▶ _TASKS AND EXERCISES_
1: In the Havana travel piece, who built the Habana Riviera, and in what year?
2: Transcribe the Havana travel piece from "Havana also has" to "a movie set.".
3: Go on with the Havana travel piece, picking up after its final sentence.

▶ _PROVIDED TEXT_
■ ■ ■ ■
Meanwhile, back at the Bar De Oro, an El Al flight attendant and her pal, both from Tel Aviv, were deciding whether to dance. "I wish I had the courage to get out on the floor, but I don't," said Yael, the flight attendant. "And we've already had five mojitos because the cocktails are really well-made and so inexpensive."

Their reluctance is strange because both served obligatory time in the Israeli army after graduating from high school. "I was a tank commander," said Yael. Jenn, now a nurse, was assigned to unconventional weapons. "I know this sounds weird, but we had fun in the army."

That's when Ernesto explained it to me. "In Cuba, a Mojito is a woman's drink and often not strong," he whispered. "It's not surprising they had five and can still stand up."

Havana on a Monday is a tamer version of New Orleans on Fat Tuesday. Costumed characters, mimes and buskers roam the narrow, ancient streets. They delight in "scaring" tourists and children. The price of the fun is a tip of a few CUCs. Even the musicians and singers in bars and restaurants are not paid by the house. They pass the hat among the customers after a half-dozen songs.

Havana also has its sober side.

I dropped by the Habana Riviera, a waterfront hotel built in 1957 by mobster-gambler Meyer Lansky. Today, with décor frozen in the 1950s, the 21-story, 352-room Riviera looks like a movie set.
■ ■ ■ ■
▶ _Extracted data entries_
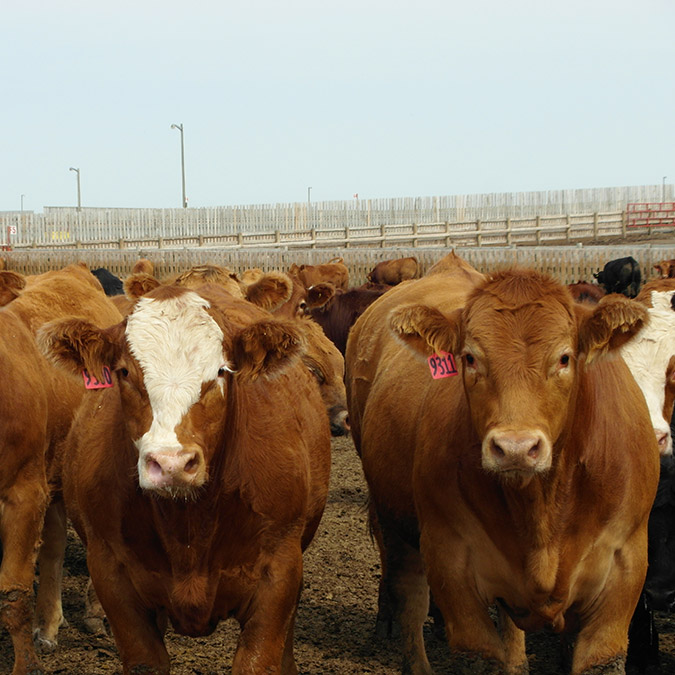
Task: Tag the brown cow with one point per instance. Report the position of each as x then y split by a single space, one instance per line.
337 313
334 272
37 402
666 269
522 476
194 483
393 272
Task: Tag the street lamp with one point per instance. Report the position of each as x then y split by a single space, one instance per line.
79 199
182 160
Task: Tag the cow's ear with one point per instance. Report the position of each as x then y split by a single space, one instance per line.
319 294
609 325
76 345
270 291
137 285
266 348
426 330
11 284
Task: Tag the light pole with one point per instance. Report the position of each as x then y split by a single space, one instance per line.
182 160
79 198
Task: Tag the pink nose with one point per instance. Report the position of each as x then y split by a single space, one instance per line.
517 450
172 469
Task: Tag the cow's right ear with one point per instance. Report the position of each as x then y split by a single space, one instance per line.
319 294
426 330
11 284
139 284
609 325
76 345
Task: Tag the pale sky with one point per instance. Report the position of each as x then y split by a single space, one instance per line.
380 98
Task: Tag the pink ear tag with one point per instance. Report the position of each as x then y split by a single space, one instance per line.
442 365
91 382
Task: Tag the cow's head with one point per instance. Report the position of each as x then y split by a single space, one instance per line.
649 357
175 361
521 341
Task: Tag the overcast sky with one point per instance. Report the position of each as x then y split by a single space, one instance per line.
379 98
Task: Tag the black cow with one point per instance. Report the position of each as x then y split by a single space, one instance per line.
112 285
658 593
622 275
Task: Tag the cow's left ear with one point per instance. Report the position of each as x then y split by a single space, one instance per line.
266 348
609 325
426 330
270 291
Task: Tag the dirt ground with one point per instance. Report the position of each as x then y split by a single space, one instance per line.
335 627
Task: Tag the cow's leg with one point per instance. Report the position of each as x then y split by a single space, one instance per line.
48 608
403 602
266 640
21 521
137 631
94 616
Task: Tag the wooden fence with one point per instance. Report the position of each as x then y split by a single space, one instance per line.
531 231
88 225
566 263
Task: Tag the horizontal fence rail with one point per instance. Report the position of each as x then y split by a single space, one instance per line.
106 228
530 231
568 264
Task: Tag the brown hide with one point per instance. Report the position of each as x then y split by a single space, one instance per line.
334 272
337 315
233 546
393 272
37 407
526 479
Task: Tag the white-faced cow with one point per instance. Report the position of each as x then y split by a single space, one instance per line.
197 479
508 460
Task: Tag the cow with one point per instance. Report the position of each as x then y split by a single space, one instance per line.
198 479
393 272
143 265
658 593
112 285
334 272
649 355
495 477
37 403
337 313
584 291
622 275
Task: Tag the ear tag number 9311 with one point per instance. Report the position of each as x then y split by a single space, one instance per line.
442 365
92 382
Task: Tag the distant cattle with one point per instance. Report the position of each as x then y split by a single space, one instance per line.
393 272
649 355
492 467
111 284
665 269
199 477
334 272
622 275
37 403
659 589
337 314
584 291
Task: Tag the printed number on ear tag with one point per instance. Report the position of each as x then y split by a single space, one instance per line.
91 382
442 365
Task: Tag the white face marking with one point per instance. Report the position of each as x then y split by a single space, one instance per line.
647 355
178 347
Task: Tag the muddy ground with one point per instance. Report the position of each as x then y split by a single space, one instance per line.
336 617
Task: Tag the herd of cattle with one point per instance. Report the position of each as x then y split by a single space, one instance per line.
514 432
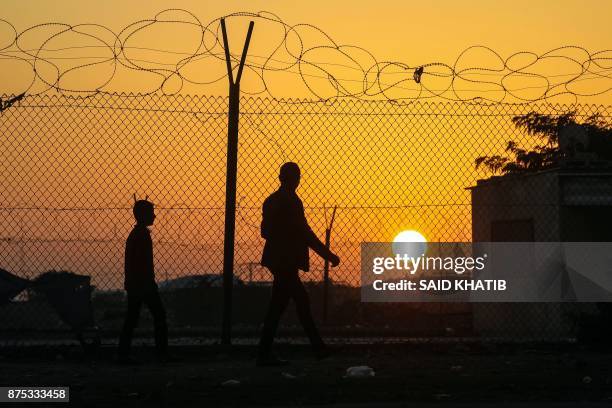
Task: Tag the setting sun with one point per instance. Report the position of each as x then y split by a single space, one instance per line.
409 236
410 243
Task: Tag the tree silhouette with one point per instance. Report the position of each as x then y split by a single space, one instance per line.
559 141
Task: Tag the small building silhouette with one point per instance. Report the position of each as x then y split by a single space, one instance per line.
569 204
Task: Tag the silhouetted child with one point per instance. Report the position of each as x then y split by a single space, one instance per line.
140 284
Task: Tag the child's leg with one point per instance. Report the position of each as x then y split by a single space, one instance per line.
155 305
131 321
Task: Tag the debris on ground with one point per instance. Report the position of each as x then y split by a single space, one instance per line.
359 372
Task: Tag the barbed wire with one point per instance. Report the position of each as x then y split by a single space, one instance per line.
363 75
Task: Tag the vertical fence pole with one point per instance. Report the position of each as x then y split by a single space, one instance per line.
326 267
230 182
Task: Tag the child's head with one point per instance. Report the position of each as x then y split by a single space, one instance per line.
144 212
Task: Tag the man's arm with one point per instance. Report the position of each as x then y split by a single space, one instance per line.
315 243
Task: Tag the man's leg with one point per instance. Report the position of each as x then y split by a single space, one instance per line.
302 305
278 303
131 321
155 305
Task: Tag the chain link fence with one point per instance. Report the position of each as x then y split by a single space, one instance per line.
71 166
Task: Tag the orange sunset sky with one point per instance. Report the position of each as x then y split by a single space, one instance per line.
357 162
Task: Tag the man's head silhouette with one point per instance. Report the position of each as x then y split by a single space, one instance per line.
144 212
289 175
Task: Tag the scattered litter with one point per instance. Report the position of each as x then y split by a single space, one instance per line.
359 372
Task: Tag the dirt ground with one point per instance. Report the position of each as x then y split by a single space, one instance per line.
441 374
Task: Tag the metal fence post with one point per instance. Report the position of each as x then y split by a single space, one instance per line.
230 182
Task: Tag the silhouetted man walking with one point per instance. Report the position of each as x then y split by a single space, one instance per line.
288 238
140 284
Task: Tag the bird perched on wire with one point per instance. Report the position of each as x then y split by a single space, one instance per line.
8 103
417 75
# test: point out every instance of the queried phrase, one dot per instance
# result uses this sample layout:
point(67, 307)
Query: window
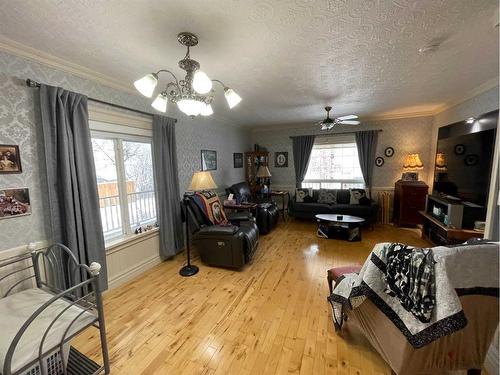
point(334, 164)
point(125, 183)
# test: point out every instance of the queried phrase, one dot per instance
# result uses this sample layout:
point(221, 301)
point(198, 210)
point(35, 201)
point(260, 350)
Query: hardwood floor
point(270, 318)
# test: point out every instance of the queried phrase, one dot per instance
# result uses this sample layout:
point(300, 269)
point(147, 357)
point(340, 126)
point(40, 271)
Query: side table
point(285, 199)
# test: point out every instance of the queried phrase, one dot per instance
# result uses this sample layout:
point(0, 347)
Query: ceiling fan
point(328, 123)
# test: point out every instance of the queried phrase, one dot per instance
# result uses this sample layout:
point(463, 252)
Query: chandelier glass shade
point(193, 94)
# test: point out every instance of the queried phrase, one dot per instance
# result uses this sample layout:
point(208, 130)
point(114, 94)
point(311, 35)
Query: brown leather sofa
point(228, 246)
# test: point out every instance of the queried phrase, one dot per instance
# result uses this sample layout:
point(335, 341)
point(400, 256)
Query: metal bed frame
point(57, 271)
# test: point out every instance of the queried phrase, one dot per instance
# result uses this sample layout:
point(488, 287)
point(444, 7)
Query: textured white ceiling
point(288, 58)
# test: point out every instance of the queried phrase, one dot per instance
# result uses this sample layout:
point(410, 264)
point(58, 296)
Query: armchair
point(230, 246)
point(266, 214)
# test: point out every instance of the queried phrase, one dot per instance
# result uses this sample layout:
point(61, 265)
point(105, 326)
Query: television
point(464, 159)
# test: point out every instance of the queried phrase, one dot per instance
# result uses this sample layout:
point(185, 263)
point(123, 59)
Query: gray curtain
point(366, 142)
point(167, 186)
point(72, 188)
point(302, 147)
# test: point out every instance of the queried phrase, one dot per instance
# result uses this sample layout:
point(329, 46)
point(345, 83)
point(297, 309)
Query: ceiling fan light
point(231, 97)
point(202, 84)
point(190, 107)
point(160, 103)
point(147, 84)
point(207, 110)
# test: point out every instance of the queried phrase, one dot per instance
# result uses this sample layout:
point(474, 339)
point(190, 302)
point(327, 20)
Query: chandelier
point(193, 94)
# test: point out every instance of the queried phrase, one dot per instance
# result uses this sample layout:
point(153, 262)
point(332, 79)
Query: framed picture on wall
point(14, 202)
point(281, 159)
point(238, 160)
point(10, 160)
point(208, 160)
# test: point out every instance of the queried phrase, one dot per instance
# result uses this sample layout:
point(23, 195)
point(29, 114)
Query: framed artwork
point(10, 160)
point(389, 152)
point(281, 159)
point(379, 161)
point(14, 202)
point(459, 149)
point(238, 160)
point(208, 160)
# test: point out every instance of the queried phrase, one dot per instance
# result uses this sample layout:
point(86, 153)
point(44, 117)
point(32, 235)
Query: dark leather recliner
point(229, 246)
point(267, 214)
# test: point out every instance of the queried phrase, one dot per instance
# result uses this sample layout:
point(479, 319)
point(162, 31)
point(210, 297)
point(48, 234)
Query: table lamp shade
point(263, 171)
point(413, 163)
point(202, 180)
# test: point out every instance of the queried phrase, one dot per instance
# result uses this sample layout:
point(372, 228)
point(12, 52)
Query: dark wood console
point(442, 234)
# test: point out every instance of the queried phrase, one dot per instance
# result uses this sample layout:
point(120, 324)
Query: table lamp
point(411, 164)
point(201, 180)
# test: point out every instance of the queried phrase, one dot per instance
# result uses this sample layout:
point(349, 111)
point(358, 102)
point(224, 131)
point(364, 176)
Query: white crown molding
point(399, 115)
point(52, 61)
point(485, 86)
point(30, 53)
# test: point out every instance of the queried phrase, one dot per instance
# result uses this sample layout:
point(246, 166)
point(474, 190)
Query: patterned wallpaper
point(404, 135)
point(18, 125)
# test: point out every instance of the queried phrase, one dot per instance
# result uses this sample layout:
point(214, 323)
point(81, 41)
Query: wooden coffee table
point(343, 227)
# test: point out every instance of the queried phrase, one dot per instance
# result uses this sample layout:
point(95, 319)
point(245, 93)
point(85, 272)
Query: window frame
point(118, 139)
point(323, 143)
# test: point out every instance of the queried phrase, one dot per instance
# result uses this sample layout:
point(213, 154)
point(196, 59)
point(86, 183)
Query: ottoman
point(267, 215)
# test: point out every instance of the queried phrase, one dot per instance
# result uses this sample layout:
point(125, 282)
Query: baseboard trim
point(491, 363)
point(133, 271)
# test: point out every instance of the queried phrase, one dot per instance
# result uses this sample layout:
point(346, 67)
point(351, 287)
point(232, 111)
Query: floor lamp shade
point(202, 180)
point(263, 172)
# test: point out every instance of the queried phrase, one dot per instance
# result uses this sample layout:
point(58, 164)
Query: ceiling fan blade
point(348, 117)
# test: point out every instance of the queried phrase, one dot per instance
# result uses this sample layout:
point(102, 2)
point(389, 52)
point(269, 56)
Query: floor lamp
point(264, 173)
point(202, 180)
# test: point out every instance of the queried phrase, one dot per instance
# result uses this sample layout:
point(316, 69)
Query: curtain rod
point(330, 134)
point(35, 84)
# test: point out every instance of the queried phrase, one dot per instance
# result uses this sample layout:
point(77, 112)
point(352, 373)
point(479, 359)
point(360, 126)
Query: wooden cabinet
point(253, 160)
point(409, 198)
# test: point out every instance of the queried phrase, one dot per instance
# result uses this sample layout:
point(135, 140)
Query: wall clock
point(389, 152)
point(471, 160)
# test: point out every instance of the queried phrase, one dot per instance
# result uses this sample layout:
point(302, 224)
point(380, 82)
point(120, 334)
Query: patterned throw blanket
point(210, 204)
point(419, 289)
point(409, 275)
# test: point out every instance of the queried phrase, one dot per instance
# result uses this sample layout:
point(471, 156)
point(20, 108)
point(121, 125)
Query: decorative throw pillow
point(356, 195)
point(209, 202)
point(301, 194)
point(327, 196)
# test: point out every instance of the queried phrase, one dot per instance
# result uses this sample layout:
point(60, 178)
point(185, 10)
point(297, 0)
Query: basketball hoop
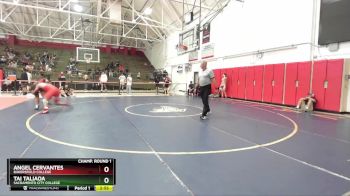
point(181, 48)
point(88, 60)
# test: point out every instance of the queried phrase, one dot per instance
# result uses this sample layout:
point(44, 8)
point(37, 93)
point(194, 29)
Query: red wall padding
point(278, 77)
point(258, 78)
point(304, 78)
point(241, 82)
point(217, 73)
point(333, 91)
point(249, 80)
point(234, 82)
point(268, 77)
point(290, 86)
point(318, 78)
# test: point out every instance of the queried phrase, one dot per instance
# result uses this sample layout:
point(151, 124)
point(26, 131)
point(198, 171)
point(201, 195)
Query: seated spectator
point(191, 89)
point(12, 64)
point(103, 81)
point(3, 60)
point(306, 103)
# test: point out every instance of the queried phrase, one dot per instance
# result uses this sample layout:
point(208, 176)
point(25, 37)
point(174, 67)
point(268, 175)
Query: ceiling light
point(78, 8)
point(148, 11)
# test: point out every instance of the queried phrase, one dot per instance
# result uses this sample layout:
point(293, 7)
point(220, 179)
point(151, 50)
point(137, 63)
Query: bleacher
point(134, 64)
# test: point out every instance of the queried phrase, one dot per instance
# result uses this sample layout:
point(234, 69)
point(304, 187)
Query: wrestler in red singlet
point(48, 91)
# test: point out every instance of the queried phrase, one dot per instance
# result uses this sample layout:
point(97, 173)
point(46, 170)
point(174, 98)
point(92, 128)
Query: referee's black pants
point(204, 93)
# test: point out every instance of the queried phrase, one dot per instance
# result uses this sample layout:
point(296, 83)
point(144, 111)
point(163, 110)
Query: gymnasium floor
point(163, 148)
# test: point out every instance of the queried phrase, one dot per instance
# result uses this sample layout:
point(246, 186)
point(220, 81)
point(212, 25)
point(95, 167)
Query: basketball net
point(88, 60)
point(181, 48)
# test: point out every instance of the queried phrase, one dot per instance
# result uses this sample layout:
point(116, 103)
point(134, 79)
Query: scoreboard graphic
point(85, 174)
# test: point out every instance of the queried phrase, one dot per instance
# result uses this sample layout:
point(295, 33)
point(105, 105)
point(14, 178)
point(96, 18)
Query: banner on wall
■ ■ ■ ■
▶ _RESPONSES FOR EACH TASK_
1: Mobster-gambler Meyer Lansky built it in 1957.

2:
Havana also has its sober side.

I dropped by the Habana Riviera, a waterfront hotel built in 1957 by mobster-gambler Meyer Lansky. Today, with décor frozen in the 1950s, the 21-story, 352-room Riviera looks like a movie set.

3:
The Spartan staff in the government-owned property shuffles around like badly directed extras in a mobster movie. The lone front desk clerk, eating her lunch, begrudgingly got off her chair, but barely cracked a smile. "A single is 120 CUCs, a double's 180 CUCs," she recited robotically. When I declined the room rate, she turned and shuffled back to her sandwich.

On the other hand, Havana's grandest hotel, the Moorish Hotel Nacional de Cuba, is a five-star palace with smiling, efficient staff. Also fronting Havana Harbor and "protected" by massive iron cannons installed when Spain controlled the island, the eight-story, 457-room hotel caters to the affluent international visitor. Opened in 1930 and meticulously preserved, it doubles as the city's social and political showcase. A king-bedded room is $280 a night, steep by Havana standards, but I got the nagging feeling that the rate is not set in cement.

As a saloon fanatic, I hit the hotel's ornate, high-ceilinged bar. The walls are plastered with delicate portraits of the famous and flamboyant who, I was assured, passed through and stopped long enough for a drink. Among the artistically honored: Russian strongman Vladimir Putin, Secretary of State John Kerry, former heavyweight champion Rocky Marciano and Paris Hilton, whose family operated the Havana Hilton before the embargo.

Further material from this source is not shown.